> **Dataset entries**
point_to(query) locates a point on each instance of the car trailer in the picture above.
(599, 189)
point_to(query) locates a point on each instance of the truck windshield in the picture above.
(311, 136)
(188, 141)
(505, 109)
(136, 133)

> **Task goal**
Reproduce all of the records exactly.

> **Exercise answer**
point_to(query) locates a point on each instance of the car trailer in the picture above.
(599, 189)
point_to(query) locates a point on each instance of the truck windshield in the picture above.
(311, 136)
(188, 141)
(505, 109)
(136, 133)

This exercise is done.